• Request 1
From the Natural Balance recall thread, quote the passage that begins at the words "# Natural Balance" and ends after the words "a different thread..".
• Request 2
Answer these questions from the Natural Balance recall thread:
(a) Which company manufactures the recalled formulas, and where is it located?
(b) Which Natural Balance dry food is aprilb feeding Lily?
(c) What problem does edelweiss point out about that factory?

# Natural Balance Recall Due to Salmonella!



## aprilb (Jul 9, 2010)

To any users of Natural Balance: there is now a voluntary recall of their dry sweet potato & venison dog food (which is what I am feeding my Lily) as well as several other formulas which are manufactured by Diamond Pet Foods in SC (which I did not know..:angry I am so upset! :crying:
Natural Balance recalls dry dog food due to salmonella

There has been so much controversy and many recalls concerning Diamond Pet Foods the last few years. I will not knowingly feed a food produced at that plant. I'm so disappointed in NB. They should not be using that plant at all and I plan to tell them.:angry:

I need your help with Lily but will address this in a different thread..


----------



## edelweiss (Apr 23, 2010)

One of the problems seems to be that one can't tell which foods are produced at that factory?


----------



## aprilb (Jul 9, 2010)

• Dataset
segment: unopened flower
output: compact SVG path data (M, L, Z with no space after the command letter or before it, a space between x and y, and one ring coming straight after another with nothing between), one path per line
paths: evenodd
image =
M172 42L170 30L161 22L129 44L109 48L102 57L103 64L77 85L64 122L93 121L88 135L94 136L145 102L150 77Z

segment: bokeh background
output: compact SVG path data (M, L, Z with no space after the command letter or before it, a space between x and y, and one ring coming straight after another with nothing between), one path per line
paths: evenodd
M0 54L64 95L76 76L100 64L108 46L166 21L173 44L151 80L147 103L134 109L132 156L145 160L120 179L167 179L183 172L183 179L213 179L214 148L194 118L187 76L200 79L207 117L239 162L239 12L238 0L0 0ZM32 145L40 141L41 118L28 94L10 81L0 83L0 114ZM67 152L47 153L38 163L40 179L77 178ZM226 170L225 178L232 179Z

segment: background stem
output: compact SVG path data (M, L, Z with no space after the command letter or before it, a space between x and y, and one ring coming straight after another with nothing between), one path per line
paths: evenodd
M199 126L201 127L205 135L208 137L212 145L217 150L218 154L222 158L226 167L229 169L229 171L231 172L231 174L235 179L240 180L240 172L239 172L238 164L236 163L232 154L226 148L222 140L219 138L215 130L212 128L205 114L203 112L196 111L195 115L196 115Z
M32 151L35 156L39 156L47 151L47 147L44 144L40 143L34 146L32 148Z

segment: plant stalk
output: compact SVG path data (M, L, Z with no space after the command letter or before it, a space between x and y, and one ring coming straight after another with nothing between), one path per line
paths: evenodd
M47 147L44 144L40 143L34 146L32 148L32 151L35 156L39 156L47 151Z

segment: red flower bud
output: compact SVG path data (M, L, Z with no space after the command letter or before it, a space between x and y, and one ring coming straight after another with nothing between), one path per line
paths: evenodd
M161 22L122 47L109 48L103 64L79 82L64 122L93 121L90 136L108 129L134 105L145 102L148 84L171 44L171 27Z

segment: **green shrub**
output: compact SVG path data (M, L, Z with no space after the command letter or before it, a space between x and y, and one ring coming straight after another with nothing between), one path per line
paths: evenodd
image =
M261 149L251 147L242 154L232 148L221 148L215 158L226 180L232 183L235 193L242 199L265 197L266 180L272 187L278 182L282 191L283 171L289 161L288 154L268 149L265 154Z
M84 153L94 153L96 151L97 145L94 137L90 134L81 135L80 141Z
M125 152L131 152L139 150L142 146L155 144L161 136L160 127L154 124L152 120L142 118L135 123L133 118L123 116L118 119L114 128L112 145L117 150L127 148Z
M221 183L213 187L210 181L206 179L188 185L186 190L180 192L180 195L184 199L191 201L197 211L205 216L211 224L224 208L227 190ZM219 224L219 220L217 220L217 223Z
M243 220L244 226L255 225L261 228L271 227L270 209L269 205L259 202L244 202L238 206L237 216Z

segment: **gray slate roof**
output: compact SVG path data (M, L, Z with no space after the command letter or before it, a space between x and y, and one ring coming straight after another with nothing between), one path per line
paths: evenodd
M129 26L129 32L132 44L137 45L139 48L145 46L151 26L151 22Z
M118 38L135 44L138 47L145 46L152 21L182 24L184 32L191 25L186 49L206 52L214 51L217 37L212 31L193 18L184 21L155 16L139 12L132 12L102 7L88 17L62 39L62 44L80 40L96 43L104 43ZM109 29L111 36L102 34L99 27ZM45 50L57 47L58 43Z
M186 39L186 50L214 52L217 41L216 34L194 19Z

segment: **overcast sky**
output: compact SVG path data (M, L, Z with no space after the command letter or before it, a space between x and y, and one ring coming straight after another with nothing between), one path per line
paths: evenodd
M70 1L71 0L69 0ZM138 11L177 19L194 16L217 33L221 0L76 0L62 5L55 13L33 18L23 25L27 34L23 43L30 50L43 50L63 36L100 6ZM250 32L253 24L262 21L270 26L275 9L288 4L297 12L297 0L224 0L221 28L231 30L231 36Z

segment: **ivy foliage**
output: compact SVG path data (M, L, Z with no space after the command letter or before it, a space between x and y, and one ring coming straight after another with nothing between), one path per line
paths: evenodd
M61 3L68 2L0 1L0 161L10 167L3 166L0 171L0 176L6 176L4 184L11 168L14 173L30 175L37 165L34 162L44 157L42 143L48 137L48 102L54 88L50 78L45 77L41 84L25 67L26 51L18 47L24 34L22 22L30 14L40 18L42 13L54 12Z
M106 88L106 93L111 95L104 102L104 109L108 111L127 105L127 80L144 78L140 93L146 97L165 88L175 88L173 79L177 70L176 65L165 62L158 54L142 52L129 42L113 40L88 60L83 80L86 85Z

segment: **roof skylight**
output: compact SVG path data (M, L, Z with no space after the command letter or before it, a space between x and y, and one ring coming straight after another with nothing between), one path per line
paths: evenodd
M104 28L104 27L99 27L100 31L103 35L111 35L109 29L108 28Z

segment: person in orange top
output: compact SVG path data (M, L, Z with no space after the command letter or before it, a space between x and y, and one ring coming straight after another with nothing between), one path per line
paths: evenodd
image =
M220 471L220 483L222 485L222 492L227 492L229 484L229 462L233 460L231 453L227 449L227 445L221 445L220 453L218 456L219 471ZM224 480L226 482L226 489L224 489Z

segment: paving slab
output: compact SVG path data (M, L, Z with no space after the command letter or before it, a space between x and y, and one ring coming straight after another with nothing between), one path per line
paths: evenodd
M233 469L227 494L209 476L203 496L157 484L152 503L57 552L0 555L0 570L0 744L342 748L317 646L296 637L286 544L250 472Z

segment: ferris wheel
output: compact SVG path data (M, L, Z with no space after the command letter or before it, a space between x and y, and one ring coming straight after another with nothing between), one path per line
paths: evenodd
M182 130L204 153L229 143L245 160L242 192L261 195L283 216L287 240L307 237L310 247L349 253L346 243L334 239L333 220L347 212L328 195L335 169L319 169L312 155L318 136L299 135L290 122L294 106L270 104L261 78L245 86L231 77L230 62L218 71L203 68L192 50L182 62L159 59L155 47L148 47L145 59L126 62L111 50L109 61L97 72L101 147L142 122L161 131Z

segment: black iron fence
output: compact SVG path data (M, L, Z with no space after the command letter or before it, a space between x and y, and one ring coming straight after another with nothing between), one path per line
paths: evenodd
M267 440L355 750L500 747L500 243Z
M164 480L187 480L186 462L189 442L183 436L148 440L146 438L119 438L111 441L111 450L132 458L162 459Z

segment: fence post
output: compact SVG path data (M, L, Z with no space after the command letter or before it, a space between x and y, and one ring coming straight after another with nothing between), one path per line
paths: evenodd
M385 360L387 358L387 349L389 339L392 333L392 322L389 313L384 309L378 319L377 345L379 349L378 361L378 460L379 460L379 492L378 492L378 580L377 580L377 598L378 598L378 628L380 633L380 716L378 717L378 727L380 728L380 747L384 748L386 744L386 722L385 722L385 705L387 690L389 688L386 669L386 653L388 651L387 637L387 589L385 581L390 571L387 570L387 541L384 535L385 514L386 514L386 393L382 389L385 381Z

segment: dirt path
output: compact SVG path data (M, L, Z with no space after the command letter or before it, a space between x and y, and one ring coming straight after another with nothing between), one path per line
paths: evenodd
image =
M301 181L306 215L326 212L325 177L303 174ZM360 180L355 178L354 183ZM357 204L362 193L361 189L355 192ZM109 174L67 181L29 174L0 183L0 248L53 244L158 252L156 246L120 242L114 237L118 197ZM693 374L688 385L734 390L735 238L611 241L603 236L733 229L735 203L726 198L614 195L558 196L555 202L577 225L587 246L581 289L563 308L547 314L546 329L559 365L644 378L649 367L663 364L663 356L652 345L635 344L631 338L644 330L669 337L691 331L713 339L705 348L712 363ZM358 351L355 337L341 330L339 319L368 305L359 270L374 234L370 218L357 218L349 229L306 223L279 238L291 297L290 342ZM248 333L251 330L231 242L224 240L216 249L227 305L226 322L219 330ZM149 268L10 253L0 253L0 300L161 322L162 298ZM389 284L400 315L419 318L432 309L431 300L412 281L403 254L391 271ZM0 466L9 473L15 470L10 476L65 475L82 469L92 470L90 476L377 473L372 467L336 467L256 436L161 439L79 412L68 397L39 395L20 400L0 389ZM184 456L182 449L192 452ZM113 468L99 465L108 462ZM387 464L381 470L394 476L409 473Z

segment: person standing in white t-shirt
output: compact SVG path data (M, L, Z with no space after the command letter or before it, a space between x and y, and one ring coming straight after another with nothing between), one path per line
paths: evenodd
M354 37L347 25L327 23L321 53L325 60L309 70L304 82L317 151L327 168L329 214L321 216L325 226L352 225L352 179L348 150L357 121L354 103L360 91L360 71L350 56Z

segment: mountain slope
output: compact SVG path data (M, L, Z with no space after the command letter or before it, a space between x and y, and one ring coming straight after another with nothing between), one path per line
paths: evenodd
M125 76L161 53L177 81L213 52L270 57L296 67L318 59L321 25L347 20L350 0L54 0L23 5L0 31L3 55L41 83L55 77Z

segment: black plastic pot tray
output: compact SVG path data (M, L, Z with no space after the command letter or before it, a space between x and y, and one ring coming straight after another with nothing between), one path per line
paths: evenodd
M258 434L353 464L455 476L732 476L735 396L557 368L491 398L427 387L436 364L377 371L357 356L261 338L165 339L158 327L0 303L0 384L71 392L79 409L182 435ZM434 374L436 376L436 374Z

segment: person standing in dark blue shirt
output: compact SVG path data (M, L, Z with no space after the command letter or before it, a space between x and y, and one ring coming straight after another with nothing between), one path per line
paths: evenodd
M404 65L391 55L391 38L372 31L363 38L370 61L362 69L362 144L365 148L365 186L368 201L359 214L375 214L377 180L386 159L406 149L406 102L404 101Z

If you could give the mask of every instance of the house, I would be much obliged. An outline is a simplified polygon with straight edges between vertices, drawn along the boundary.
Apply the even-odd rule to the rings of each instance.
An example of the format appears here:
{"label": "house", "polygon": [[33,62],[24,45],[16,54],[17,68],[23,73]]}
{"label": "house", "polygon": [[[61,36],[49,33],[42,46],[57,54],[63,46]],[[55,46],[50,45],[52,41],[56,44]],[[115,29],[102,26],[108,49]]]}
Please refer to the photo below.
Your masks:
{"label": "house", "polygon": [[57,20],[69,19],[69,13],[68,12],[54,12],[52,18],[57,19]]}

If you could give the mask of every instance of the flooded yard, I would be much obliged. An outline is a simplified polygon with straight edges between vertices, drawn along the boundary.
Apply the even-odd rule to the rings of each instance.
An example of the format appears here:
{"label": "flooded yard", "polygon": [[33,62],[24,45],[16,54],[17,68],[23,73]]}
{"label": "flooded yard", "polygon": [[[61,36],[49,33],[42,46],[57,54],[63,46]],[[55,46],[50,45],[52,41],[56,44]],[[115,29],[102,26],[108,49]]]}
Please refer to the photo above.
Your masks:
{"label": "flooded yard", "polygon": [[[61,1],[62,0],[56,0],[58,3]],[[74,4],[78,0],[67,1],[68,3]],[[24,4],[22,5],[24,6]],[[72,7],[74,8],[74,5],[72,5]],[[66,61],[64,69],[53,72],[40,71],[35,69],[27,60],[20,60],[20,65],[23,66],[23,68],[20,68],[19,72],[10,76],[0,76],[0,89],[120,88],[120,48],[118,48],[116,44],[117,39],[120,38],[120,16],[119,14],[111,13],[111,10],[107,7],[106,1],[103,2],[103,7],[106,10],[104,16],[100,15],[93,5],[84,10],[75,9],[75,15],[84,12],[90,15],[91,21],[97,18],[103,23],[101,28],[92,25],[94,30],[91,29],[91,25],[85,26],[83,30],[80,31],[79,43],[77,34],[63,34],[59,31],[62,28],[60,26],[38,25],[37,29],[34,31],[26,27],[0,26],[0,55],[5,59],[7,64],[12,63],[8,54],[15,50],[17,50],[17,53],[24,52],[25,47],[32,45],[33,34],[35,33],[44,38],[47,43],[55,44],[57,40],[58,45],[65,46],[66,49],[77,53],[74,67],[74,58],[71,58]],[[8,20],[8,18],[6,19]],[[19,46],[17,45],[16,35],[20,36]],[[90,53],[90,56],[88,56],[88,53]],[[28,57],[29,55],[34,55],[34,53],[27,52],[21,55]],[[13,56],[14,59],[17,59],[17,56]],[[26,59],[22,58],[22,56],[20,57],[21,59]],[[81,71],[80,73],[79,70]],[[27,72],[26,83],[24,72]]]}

• Task answer 1
# Natural Balance Recall Due to Salmonella!



## aprilb (Jul 9, 2010)

To any users of Natural Balance: there is now a voluntary recall of their dry sweet potato & venison dog food (which is what I am feeding my Lily) as well as several other formulas which are manufactured by Diamond Pet Foods in SC (which I did not know..:angry I am so upset! :crying:
Natural Balance recalls dry dog food due to salmonella

There has been so much controversy and many recalls concerning Diamond Pet Foods the last few years. I will not knowingly feed a food produced at that plant. I'm so disappointed in NB. They should not be using that plant at all and I plan to tell them.:angry:

I need your help with Lily but will address this in a different thread..

• Task answer 2
(a) Diamond Pet Foods, in SC.
(b) The dry sweet potato & venison dog food.
(c) One can't tell which foods are produced at that factory.